Выбранный фрагмент:
-.-.-

В чеховской пьесе сказанное может быть сколь угодно мало значимо и даже совершенно неуместно. Сколь угодно большие значимости здесь могут находиться далеко за пределами сказанного.

Театру Чехова свойственно озвучивать в репликах фрагменты дискурса. Перспективы и поле дискурса при этом опознаются по пара- и экстравербальным признакам - прежде всего или в том числе. В качестве достаточно выразительного примера функционирования дискурса в театре Чехова приведем хрестоматийно известный эпизод из пьесы «Вишневый сад»:

«Любовь Андреевна. Вам понадобились великаны. Они только в сказках хороши, а так они пугают. В глубине сцены проходит Епиходов и играет на гитаре.

(Задумчиво) Епиходов идет.

Аня (задумчиво). Епиходов идет. Трофимов. Да.

Гаев (негромко, как бы декламируя). О природа, дивная, ты блещешь вечным сияньем, прекрасная и равнодушная, ты, которую мы называем матерью, сочетаешь в себе бытие и смерть, ты живишь и разрушаешь.

Варя (умоляюще). Дядечка!

Аня. Дядя, ты опять.

Трофимов. Вы лучше желтого в середину дуплетом.

Гаев. Молчу.

Все сидят, задумавшись. Тишина. Слышно только, как тихо бормочет Фирс. Вдруг раздается отдаленный звук, точно с неба, звук лопнувшей струны, замирающий, печальный» [Там же, т. 12, с. 224].

Классическая драматургия Чехова возникла на базе чеховских малых и средних эпических форм. Экспликация дискурса в пара- и экстравербальной его части составляет, может быть, главную особенность чеховской прозы. Поэтику дискурса для своего театра Чехов обрел и неизменно обретал в дальнейшем именно там.

-.-.-

Выборка данных:
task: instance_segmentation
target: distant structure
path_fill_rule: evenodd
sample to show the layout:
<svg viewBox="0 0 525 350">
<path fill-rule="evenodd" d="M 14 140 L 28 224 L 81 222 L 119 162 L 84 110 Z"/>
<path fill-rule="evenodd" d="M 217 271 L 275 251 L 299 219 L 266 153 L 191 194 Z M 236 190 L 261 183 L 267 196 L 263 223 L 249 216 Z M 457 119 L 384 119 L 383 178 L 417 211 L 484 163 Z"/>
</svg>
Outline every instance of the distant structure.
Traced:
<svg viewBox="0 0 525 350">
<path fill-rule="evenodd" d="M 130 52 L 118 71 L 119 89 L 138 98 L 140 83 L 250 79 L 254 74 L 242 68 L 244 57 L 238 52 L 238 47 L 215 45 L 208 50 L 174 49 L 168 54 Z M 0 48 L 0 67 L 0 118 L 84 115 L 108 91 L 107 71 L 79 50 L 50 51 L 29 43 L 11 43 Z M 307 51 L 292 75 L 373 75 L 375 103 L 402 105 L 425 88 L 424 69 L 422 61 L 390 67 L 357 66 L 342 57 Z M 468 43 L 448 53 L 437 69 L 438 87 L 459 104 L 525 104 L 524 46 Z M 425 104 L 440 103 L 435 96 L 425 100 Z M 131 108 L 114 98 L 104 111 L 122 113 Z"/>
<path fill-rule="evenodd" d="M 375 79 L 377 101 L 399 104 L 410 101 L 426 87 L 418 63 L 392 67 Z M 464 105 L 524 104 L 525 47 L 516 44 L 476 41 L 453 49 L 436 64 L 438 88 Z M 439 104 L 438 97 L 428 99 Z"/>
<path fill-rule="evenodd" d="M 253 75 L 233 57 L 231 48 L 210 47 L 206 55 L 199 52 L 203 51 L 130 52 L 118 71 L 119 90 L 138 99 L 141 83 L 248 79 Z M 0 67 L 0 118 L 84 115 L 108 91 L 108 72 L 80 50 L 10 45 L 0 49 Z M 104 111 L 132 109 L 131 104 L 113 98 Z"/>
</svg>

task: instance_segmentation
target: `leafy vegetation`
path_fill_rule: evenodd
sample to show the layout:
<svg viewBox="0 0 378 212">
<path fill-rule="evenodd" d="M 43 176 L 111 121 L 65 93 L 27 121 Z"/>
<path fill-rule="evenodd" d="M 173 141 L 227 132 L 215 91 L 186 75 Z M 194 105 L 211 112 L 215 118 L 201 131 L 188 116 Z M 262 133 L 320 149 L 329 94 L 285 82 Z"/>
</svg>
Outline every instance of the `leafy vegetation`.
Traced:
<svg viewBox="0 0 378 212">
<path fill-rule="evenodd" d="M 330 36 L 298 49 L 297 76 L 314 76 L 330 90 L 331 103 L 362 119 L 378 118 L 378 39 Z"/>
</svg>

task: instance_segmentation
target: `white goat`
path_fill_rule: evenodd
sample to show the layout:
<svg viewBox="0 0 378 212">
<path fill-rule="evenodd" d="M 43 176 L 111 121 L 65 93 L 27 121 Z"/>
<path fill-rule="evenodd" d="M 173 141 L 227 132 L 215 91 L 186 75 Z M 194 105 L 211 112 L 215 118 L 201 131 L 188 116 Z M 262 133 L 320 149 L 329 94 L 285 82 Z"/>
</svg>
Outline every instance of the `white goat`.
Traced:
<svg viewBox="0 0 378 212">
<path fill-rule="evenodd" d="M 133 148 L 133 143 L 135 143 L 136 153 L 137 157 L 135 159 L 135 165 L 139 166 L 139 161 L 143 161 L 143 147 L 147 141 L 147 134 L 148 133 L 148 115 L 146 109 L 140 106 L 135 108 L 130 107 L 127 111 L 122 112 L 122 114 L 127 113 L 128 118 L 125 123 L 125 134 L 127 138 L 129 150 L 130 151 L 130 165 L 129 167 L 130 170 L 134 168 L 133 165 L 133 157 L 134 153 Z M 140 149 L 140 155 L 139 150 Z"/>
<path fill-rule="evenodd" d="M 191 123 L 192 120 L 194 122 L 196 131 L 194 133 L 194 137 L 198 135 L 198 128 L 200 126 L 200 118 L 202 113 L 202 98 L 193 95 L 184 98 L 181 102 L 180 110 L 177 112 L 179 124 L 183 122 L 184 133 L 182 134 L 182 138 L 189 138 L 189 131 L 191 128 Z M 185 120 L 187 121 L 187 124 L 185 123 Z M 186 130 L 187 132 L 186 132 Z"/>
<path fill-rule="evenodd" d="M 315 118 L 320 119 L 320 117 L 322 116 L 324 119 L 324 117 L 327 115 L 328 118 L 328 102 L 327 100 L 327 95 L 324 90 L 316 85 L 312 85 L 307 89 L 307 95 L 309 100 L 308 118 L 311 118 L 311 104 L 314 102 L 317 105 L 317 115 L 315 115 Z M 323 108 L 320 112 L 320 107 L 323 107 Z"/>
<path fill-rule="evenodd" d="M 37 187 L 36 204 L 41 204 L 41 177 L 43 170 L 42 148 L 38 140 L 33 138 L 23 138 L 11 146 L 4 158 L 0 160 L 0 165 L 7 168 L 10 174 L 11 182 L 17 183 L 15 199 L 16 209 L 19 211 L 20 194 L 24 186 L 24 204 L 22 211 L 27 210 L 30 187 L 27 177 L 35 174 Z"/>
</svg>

-.-.-

Задания:
• 1. Перепишите слово в слово отрывок из фрагмента о театре Чехова, начиная с «(Задумчиво) Епиходов идет.» и заканчивая «в середину дуплетом.».
• 2. Как продолжить фрагмент о театре Чехова? Допишите следующую часть сразу после его последнего предложения.

Ответы по заданиям:
• 1.
(Задумчиво) Епиходов идет.

Аня (задумчиво). Епиходов идет. Трофимов. Да.

Гаев (негромко, как бы декламируя). О природа, дивная, ты блещешь вечным сияньем, прекрасная и равнодушная, ты, которую мы называем матерью, сочетаешь в себе бытие и смерть, ты живишь и разрушаешь.

Варя (умоляюще). Дядечка!

Аня. Дядя, ты опять.

Трофимов. Вы лучше желтого в середину дуплетом.

• 2.
Субъекты его прозы монологируют, диалогируют, пребывают в полилоге, в поле своего и чужого дискурса. Это пребывание не имеет определенного начала, определенного конца, не имеет континуума - оно открыто и дискретно. Но оно узнаваемо, опознаваемо по точно угаданным, ювелирно прописанным деталям, так что реплика субъекта оказывается погруженной в очень сильную пара- и экстравербальную среду ее обитания. Повествование здесь не что иное, как сильная режиссура, обеспечивающая адекватное явление и восприятие реплики. Реплика здесь уже живет в неком предчувствии ее еще до того, как она прозвучала из уст, ее произнесших, и, уже прозвучав, продолжает жить некими перспективами ее недосказанности и несказанности. Так, «дама с собачкой», эта легкая анонимная реплика, заразившая курортную публику, кажется, вобрала в себя всю хрупкость, все обаяние, всю плоть, весь нерв, все событие одноименной повести, как если бы она была порождена его энергиями.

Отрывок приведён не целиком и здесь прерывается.